### Text block
[repo-monitor] Medium: concurrent_requests_per_domain setting silently ignored — no per-domain rate limiting enforced

## Summary
The `Spider` trait exposes a `concurrent_requests_per_domain()` method that users can override to cap simultaneous requests to any single domain. The value is stored in `CrawlStats` but the `CrawlerEngine` never actually enforces it — all requests contend on a single global `Semaphore` regardless of their target domain. Spiders that override this method believe they are rate-limiting per-domain when in reality they are not.

## Location
- **File**: `src/spiders/engine.rs`
- **Line(s)**: 95 (stored in stats), entire `process_request` / `crawl` loop (no per-domain semaphore)
- **File**: `src/spiders/spider.rs` — Line 17 (trait method declaration)
- **File**: `src/spiders/result.rs` — Line 68 (stored in `CrawlStats` but unused for control flow)

### Brief 1
Write out the bug report on the unenforced per-domain concurrency setting in full, word for word.
The bug report and the records are unrelated material.

### Task material
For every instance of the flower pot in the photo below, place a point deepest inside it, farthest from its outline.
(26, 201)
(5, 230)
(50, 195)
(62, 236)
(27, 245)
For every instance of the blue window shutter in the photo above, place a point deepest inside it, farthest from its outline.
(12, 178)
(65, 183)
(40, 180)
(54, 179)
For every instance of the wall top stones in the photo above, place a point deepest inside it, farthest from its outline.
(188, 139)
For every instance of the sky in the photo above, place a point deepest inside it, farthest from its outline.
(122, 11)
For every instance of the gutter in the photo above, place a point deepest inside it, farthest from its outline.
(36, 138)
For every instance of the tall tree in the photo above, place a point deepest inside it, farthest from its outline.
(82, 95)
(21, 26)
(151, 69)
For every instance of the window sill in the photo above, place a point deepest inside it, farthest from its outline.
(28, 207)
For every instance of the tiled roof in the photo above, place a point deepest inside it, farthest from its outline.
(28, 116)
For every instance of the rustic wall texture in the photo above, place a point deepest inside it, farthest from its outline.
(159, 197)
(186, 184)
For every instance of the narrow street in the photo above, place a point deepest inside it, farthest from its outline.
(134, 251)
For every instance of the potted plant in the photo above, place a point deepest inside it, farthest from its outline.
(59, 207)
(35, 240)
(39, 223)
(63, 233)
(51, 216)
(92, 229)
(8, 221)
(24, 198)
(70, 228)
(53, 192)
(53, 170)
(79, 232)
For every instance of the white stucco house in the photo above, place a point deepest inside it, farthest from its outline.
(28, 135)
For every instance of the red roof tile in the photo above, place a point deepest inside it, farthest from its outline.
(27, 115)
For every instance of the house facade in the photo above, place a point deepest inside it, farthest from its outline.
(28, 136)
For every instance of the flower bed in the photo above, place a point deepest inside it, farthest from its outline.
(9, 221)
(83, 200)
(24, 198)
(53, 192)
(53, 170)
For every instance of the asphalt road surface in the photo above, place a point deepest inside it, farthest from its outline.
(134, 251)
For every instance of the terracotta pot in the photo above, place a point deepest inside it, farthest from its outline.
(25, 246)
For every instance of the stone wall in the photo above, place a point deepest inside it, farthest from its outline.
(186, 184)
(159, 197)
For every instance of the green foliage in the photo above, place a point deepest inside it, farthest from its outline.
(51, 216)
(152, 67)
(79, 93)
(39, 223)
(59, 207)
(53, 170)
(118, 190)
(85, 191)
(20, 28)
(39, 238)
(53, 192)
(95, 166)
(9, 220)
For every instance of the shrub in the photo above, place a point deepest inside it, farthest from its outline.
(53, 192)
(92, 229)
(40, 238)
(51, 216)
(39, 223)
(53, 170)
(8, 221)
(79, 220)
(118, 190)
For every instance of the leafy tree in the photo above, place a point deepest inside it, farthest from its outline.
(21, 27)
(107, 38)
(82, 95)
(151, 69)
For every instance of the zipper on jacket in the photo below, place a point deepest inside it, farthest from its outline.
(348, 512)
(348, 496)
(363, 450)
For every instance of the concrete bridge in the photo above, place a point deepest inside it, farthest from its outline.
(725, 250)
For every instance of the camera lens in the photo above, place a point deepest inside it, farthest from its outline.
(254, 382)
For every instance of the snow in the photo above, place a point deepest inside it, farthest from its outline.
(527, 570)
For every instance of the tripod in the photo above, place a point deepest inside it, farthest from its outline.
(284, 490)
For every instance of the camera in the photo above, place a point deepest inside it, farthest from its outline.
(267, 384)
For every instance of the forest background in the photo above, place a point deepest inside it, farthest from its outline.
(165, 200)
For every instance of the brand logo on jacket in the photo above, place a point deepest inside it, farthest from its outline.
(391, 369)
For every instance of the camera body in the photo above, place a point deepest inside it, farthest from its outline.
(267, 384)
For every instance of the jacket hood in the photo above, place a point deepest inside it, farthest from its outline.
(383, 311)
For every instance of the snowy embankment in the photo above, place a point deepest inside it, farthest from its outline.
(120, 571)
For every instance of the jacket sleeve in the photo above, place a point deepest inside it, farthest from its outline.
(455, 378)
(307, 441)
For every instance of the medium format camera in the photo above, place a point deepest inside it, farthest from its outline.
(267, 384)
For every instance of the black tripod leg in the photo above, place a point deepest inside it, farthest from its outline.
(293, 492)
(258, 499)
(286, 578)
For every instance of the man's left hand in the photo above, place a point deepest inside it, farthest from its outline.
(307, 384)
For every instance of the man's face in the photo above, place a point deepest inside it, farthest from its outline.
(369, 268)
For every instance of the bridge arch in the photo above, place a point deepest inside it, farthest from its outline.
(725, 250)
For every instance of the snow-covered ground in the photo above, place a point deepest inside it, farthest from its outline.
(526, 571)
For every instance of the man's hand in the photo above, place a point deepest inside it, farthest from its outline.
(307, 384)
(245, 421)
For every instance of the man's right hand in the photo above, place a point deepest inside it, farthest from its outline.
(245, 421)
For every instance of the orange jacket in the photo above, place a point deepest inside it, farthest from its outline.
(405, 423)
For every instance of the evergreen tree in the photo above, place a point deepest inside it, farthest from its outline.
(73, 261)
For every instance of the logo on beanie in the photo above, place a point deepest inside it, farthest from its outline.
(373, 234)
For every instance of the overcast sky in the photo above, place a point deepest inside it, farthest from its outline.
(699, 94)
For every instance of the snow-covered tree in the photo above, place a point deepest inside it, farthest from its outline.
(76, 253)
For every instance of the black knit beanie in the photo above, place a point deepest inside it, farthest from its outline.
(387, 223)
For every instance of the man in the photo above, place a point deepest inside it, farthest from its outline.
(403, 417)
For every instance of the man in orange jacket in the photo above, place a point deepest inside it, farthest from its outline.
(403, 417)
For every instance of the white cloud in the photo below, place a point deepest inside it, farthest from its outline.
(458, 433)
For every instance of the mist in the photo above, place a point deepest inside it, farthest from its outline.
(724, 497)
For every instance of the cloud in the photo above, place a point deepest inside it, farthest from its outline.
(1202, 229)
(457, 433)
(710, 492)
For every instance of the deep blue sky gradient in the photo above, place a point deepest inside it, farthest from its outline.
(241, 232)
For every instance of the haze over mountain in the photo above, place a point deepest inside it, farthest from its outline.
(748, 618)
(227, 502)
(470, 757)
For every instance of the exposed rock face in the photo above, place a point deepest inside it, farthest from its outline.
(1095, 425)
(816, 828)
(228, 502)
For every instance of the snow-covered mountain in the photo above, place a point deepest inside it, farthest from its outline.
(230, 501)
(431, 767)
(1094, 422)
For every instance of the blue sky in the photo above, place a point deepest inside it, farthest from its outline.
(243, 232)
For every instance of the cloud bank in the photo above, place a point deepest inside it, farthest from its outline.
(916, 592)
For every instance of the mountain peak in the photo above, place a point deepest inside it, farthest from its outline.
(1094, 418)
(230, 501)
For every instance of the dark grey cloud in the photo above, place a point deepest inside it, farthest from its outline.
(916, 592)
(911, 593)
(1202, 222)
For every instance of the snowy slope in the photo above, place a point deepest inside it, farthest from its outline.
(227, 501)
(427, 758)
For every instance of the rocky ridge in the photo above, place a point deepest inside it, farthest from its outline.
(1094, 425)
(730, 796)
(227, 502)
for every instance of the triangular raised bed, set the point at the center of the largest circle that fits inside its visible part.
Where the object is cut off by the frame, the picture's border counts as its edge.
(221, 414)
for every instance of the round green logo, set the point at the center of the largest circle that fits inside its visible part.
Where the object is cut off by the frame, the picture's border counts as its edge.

### Brief 2
Convert the records into a numbered list with blank lines omitted, starting with the line that contains "For every instance of the deep" and going on through the line that contains "(1094, 422)".

### Exercise result 1
[repo-monitor] Medium: concurrent_requests_per_domain setting silently ignored — no per-domain rate limiting enforced

## Summary
The `Spider` trait exposes a `concurrent_requests_per_domain()` method that users can override to cap simultaneous requests to any single domain. The value is stored in `CrawlStats` but the `CrawlerEngine` never actually enforces it — all requests contend on a single global `Semaphore` regardless of their target domain. Spiders that override this method believe they are rate-limiting per-domain when in reality they are not.

## Location
- **File**: `src/spiders/engine.rs`
- **Line(s)**: 95 (stored in stats), entire `process_request` / `crawl` loop (no per-domain semaphore)
- **File**: `src/spiders/spider.rs` — Line 17 (trait method declaration)
- **File**: `src/spiders/result.rs` — Line 68 (stored in `CrawlStats` but unused for control flow)

### Exercise result 2
1. For every instance of the deep blue sky gradient in the photo above, place a point deepest inside it, farthest from its outline.
2. (241, 232)
3. For every instance of the haze over mountain in the photo above, place a point deepest inside it, farthest from its outline.
4. (748, 618)
5. (227, 502)
6. (470, 757)
7. For every instance of the exposed rock face in the photo above, place a point deepest inside it, farthest from its outline.
8. (1095, 425)
9. (816, 828)
10. (228, 502)
11. For every instance of the snow-covered mountain in the photo above, place a point deepest inside it, farthest from its outline.
12. (230, 501)
13. (431, 767)
14. (1094, 422)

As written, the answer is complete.